2019-09-20 Thread Jon Brase
Its github page says it's a hypervisor, and in the context of your question as 
to whether it supports booting an arbitrary OS it doesn't make much of a 
difference, but, from what I can see it's more of an emulator than a 
hypervisor. However, for the typical FreeDOS use case, an emulator is indeed a 
better fit than a hypervisor. 
The difference is that an emulator simulates the operation of the whole machine 
in software, whereas "hypervisor" or "virtual machine" usually implies that as 
much as possible of the code of the guest OS and its applications is run 
directly by the CPU of the host system as possible, with emulation only 
happening where necessary to prevent the guest OS from inadvertently or 
deliberately interfering with the host OS. For the user, the difference is that 
hypervisors generally have the goal of using spare resources on the host 
machine to create a new computer similar to the host out of thin air without 
having to buy a new computer, while emulators generally have the goal of 
running software that won't generally run well, or at all, on the host, often 
in cases where the guest architecture is obsolete and working hardware is 
difficult or impossible to find.

• PROBLEM 1
Count the lines in the records that contain the string "vertices", treating case as significant, and give only the number.
The post on emulators and hypervisors has nothing to do with the records.

• EXERCISE INPUT
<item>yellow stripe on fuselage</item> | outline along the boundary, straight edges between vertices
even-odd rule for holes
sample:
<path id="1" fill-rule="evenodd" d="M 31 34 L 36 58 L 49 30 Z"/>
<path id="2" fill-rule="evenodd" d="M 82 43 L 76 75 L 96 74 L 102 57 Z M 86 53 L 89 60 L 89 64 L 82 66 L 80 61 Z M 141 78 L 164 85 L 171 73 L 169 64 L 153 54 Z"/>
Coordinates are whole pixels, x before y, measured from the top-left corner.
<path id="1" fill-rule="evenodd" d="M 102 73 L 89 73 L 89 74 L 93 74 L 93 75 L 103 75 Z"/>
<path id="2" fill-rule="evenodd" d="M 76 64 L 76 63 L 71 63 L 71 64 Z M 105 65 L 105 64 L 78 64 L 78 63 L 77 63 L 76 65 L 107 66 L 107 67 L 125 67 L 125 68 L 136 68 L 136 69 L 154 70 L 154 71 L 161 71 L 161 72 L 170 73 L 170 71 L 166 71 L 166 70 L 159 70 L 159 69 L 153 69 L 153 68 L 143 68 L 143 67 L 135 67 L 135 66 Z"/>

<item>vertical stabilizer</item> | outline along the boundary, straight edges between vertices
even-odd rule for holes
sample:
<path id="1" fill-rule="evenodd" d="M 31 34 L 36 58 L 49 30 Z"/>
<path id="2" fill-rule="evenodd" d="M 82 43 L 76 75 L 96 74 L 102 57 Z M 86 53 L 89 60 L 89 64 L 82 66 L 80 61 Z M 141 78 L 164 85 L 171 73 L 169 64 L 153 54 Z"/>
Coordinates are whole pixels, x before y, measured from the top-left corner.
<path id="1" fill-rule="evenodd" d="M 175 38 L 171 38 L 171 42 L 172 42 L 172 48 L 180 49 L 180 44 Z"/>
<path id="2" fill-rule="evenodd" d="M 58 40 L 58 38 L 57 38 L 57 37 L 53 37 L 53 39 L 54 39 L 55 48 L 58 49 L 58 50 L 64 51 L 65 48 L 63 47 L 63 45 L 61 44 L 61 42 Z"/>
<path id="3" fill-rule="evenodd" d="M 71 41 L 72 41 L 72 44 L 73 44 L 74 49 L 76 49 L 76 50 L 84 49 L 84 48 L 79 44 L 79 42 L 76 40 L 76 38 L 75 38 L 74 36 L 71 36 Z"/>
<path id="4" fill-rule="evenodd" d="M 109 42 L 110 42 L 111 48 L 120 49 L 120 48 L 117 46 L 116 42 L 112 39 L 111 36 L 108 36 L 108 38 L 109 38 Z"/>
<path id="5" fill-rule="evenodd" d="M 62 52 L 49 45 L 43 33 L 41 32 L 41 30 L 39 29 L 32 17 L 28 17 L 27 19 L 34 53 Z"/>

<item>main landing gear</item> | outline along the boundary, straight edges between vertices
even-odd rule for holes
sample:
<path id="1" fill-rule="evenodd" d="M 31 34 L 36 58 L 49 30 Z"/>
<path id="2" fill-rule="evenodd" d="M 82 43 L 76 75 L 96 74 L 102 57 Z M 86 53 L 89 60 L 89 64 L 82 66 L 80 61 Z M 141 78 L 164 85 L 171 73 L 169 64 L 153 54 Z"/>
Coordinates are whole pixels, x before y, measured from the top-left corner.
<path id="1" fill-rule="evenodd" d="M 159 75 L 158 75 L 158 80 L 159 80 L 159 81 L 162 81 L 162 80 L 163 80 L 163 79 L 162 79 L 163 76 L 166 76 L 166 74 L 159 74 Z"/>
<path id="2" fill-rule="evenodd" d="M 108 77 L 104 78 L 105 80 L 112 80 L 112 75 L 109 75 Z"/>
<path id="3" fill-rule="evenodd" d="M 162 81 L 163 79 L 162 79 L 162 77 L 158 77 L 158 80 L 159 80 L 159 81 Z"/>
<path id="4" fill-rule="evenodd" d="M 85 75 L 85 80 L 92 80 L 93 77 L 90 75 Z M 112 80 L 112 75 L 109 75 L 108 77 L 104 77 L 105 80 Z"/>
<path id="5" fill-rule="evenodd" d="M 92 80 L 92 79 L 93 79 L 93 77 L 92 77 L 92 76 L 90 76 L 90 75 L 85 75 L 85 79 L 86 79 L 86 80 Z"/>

• PROBLEM 2
Carry on the post about emulators and hypervisors from the point where it stops.

• EXPECTED ANSWER 1
3

• EXPECTED ANSWER 2
This isn't a hard and fast distinction, though: platforms like QEMU will make 
use of a hypervisor when running code for the host processor, but when running 
code for a different architecture will run it under full emulation. Some 
processor architectures (quite a few in the past, not so many now) don't allow 
every instruction that could interfere with the host OS to be trapped, in which 
case a hypervisor in the strict sense is impossible and emulation is required 
even for use cases that would generally use a hypervisor. Also,  the term 
"virtual machine", usually reserved for cases where the guest system is running 
on top of a hypervisor,  is also quite frequently used for emulators that 
emulate a computer architecture for which no hardware implementations exist or 
ever intended to exist (such as that used by the Java language), which is a 
significant use of the term in a context fairly far from that in which it is 
usually employed. 

 Original message 
From: st...@vwebr.net 
Date: 9/19/2019  22:39  (GMT-06:00) 
To: "Discussion and general questions about FreeDOS." 
 
Subject: Re: [Freedos-user] can FreeDOS do anything to make up for Virtualbox 
and VMWare's lack of decent support for DOS sound?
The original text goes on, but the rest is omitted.